(Saved data entries)
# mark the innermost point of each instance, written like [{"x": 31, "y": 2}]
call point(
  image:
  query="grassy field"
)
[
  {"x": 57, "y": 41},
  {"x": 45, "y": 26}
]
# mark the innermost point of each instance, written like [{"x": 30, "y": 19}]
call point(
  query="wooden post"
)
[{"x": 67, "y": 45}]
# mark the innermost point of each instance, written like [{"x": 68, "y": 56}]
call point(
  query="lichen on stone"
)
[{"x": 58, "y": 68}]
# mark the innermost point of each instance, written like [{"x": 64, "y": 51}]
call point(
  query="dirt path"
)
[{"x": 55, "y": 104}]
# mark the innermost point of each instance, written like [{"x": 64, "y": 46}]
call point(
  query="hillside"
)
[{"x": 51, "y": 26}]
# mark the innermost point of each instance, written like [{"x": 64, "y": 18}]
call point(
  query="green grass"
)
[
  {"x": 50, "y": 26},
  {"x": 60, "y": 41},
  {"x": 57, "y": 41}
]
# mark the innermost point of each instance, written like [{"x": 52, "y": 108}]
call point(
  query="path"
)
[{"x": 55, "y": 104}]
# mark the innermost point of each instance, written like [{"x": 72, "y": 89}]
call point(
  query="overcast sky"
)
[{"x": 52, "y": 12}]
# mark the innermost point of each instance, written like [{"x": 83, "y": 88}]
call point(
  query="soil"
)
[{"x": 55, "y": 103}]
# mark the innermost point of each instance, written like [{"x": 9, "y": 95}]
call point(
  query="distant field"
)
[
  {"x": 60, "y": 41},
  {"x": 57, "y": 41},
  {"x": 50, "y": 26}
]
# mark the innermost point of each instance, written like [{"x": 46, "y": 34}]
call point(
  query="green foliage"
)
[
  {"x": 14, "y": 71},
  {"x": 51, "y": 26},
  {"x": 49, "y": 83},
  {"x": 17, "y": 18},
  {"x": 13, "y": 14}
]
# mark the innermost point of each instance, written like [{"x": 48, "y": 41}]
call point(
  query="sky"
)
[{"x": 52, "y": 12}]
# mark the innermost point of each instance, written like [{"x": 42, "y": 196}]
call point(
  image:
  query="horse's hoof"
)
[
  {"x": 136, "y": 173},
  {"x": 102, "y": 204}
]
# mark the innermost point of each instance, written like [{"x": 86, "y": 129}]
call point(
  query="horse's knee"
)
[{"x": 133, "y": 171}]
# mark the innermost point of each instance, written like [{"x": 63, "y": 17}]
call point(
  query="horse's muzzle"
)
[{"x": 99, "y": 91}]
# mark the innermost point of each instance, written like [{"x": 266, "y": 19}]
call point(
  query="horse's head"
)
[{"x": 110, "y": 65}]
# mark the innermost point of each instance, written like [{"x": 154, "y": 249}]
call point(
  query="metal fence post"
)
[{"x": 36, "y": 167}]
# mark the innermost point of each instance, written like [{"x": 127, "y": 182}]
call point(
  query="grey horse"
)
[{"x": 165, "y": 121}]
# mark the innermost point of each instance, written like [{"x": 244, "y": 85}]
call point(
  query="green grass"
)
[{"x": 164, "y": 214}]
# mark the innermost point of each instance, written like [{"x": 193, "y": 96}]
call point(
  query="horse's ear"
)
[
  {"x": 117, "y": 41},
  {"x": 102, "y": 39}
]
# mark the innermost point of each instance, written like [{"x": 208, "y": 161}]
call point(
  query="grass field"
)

**Exercise**
Return each entry from above without altering a single character.

**Full answer**
# mark the innermost point of each instance, written like [{"x": 31, "y": 2}]
call point(
  image:
  query="grassy field"
)
[
  {"x": 57, "y": 41},
  {"x": 45, "y": 26}
]
# mark the innermost point of each instance, written like [{"x": 30, "y": 19}]
call point(
  query="wooden post"
)
[{"x": 67, "y": 45}]
# mark the innermost point of each instance, written like [{"x": 68, "y": 56}]
call point(
  query="lichen on stone"
)
[{"x": 58, "y": 68}]
# mark the innermost point of each instance, written like [{"x": 64, "y": 51}]
call point(
  query="dirt path"
)
[{"x": 55, "y": 104}]
# mark the innermost point of each instance, written like [{"x": 64, "y": 46}]
call point(
  query="hillside"
)
[{"x": 51, "y": 26}]
# mark the innermost point of each instance, written like [{"x": 64, "y": 18}]
call point(
  query="green grass"
)
[
  {"x": 50, "y": 26},
  {"x": 60, "y": 41},
  {"x": 57, "y": 41}
]
# mark the innermost point of each instance, written like [{"x": 52, "y": 108}]
call point(
  query="path"
)
[{"x": 55, "y": 104}]
# mark the innermost point of each instance, written like [{"x": 72, "y": 89}]
call point(
  query="overcast sky"
)
[{"x": 52, "y": 12}]
# mark the innermost point of each instance, written like [{"x": 83, "y": 88}]
call point(
  query="soil"
)
[{"x": 55, "y": 103}]
# mark the innermost point of each instance, written like [{"x": 9, "y": 95}]
call point(
  query="distant field"
)
[
  {"x": 60, "y": 41},
  {"x": 57, "y": 41},
  {"x": 50, "y": 26}
]
# mark the innermost point of each instance, written like [{"x": 46, "y": 34}]
call point(
  query="green foliage"
)
[
  {"x": 14, "y": 71},
  {"x": 51, "y": 26},
  {"x": 49, "y": 83},
  {"x": 17, "y": 18},
  {"x": 13, "y": 14}
]
# mark the innermost point of each instance, written like [{"x": 48, "y": 41}]
call point(
  query="sky"
)
[{"x": 52, "y": 12}]
# mark the innermost point of each instance, written like [{"x": 42, "y": 196}]
call point(
  image:
  query="horse's hoof"
)
[
  {"x": 136, "y": 173},
  {"x": 102, "y": 204}
]
# mark the innermost point of each instance, written like [{"x": 86, "y": 129}]
call point(
  query="horse's knee"
)
[{"x": 133, "y": 171}]
# mark the innermost point of each instance, written like [{"x": 63, "y": 17}]
call point(
  query="horse's muzzle"
)
[{"x": 99, "y": 91}]
# mark the innermost point of each instance, written like [{"x": 266, "y": 19}]
call point(
  query="horse's head"
)
[{"x": 110, "y": 65}]
# mark the innermost point of each instance, written like [{"x": 154, "y": 249}]
call point(
  query="metal fence post"
)
[{"x": 36, "y": 167}]
# mark the innermost point of each instance, written like [{"x": 127, "y": 182}]
call point(
  query="grey horse"
)
[{"x": 165, "y": 121}]
# mark the innermost point of each instance, written like [{"x": 244, "y": 85}]
call point(
  query="green grass"
)
[{"x": 164, "y": 214}]
# mark the innermost point of each instance, written like [{"x": 193, "y": 96}]
call point(
  query="horse's ear"
)
[
  {"x": 117, "y": 41},
  {"x": 102, "y": 39}
]
# mark the innermost point of each instance, written like [{"x": 208, "y": 161}]
call point(
  query="grass field"
)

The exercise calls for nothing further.